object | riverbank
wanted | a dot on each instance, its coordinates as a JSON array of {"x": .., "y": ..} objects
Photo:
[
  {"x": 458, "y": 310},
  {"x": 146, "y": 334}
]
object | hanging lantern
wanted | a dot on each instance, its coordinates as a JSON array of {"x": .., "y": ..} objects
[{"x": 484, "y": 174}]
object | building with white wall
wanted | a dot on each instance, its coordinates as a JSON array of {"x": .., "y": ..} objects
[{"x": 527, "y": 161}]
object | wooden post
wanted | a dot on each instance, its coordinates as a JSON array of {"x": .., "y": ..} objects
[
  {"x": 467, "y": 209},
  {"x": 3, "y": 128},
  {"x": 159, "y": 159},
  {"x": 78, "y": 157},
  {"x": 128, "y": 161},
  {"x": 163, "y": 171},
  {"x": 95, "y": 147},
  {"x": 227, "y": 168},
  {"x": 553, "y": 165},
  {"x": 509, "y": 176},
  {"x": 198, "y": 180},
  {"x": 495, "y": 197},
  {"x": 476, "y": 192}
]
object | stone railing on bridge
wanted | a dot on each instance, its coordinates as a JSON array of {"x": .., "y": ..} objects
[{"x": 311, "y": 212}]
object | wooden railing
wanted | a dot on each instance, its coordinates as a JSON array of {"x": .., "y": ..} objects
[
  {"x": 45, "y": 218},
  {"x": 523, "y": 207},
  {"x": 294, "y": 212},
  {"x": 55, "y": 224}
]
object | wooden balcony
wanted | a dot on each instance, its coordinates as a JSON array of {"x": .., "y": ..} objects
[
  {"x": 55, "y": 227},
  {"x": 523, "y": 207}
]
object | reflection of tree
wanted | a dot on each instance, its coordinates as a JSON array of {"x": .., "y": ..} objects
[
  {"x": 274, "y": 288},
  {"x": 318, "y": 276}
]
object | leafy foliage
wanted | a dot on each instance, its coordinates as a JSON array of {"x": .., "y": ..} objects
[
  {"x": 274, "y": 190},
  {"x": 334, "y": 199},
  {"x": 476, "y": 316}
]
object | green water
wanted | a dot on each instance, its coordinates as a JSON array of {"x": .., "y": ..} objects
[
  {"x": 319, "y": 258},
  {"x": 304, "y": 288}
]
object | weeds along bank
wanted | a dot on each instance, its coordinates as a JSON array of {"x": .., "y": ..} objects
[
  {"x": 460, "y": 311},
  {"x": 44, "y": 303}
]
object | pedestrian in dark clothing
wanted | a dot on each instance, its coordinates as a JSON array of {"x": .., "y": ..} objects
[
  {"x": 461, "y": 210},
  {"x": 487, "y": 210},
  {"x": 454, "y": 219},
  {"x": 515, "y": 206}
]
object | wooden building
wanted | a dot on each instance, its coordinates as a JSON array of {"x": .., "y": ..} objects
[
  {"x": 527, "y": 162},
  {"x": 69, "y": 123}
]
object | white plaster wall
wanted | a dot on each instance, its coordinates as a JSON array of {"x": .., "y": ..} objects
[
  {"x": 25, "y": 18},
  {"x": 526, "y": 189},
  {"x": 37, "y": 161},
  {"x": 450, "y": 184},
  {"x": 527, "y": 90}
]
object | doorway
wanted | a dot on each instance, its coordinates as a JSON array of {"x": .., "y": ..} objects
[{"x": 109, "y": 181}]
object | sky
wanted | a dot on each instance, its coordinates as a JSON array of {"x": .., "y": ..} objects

## Task requirements
The data must be printed verbatim, line by line.

## Output of the task
object | riverbank
wanted | a dot on each instance, its coordinates as a JSON array of {"x": .., "y": ..} objects
Photo:
[
  {"x": 458, "y": 310},
  {"x": 146, "y": 334}
]
object | hanging lantern
wanted | a dot on each instance, its coordinates as a JSON array of {"x": .., "y": ..} objects
[{"x": 484, "y": 174}]
object | building with white wall
wanted | a dot on each instance, its coordinates as a JSON array of {"x": .., "y": ..} objects
[{"x": 527, "y": 161}]
object | wooden post
wanted | a dot on each instance, its coordinates as a JSON array of {"x": .., "y": ..} objects
[
  {"x": 467, "y": 209},
  {"x": 3, "y": 128},
  {"x": 159, "y": 159},
  {"x": 78, "y": 157},
  {"x": 128, "y": 161},
  {"x": 163, "y": 171},
  {"x": 95, "y": 147},
  {"x": 227, "y": 168},
  {"x": 553, "y": 165},
  {"x": 509, "y": 176},
  {"x": 198, "y": 180},
  {"x": 495, "y": 197},
  {"x": 476, "y": 192}
]
object | stone railing on bridge
wanted | a dot on each instance, its coordinates as a JSON array of {"x": .., "y": ..} objects
[{"x": 311, "y": 212}]
object | wooden railing
wanted | a dot on each instance, its coordinates as a JSON array of {"x": .., "y": ..} objects
[
  {"x": 45, "y": 218},
  {"x": 523, "y": 207},
  {"x": 294, "y": 212},
  {"x": 55, "y": 224}
]
object | wooden balcony
wanted | a dot on each instance, its coordinates as a JSON array of {"x": .., "y": ..} objects
[
  {"x": 55, "y": 227},
  {"x": 523, "y": 207}
]
object | reflection of tree
wanted | a dot on each instance, its coordinates as a JSON array of {"x": .., "y": ..} objects
[
  {"x": 274, "y": 288},
  {"x": 318, "y": 276}
]
object | leafy foliage
wanted | a dot on each instance, its coordinates as a JSON array of {"x": .., "y": ..} objects
[
  {"x": 274, "y": 190},
  {"x": 334, "y": 199},
  {"x": 476, "y": 316}
]
object | green water
wanted | a dot on each instance, its coordinates as a JSON array of {"x": .., "y": ..} objects
[
  {"x": 319, "y": 258},
  {"x": 304, "y": 288}
]
object | weeds along bank
wanted | a dot on each instance, its coordinates as a JSON array of {"x": .., "y": ..} objects
[
  {"x": 460, "y": 311},
  {"x": 44, "y": 303}
]
object | pedestrian in dark clothing
wanted | a dot on each instance, its coordinates as a JSON array of {"x": .., "y": ..} objects
[
  {"x": 461, "y": 210},
  {"x": 487, "y": 210},
  {"x": 454, "y": 219},
  {"x": 515, "y": 206}
]
object | wooden building
wanted | a dot on each instance, its coordinates as a JSON array of {"x": .., "y": ..} objects
[
  {"x": 527, "y": 162},
  {"x": 69, "y": 123}
]
object | white plaster wall
wanted | a dot on each instance, its coordinates as a JSON array of {"x": .., "y": ..} objects
[
  {"x": 25, "y": 18},
  {"x": 526, "y": 189},
  {"x": 37, "y": 161},
  {"x": 450, "y": 184},
  {"x": 527, "y": 90}
]
object | doorway
wanted | a dot on each instance, its coordinates as a JSON array of {"x": .., "y": ..} objects
[{"x": 109, "y": 181}]
object | sky
wanted | a dot on each instance, its coordinates as a JSON array of {"x": .., "y": ..} objects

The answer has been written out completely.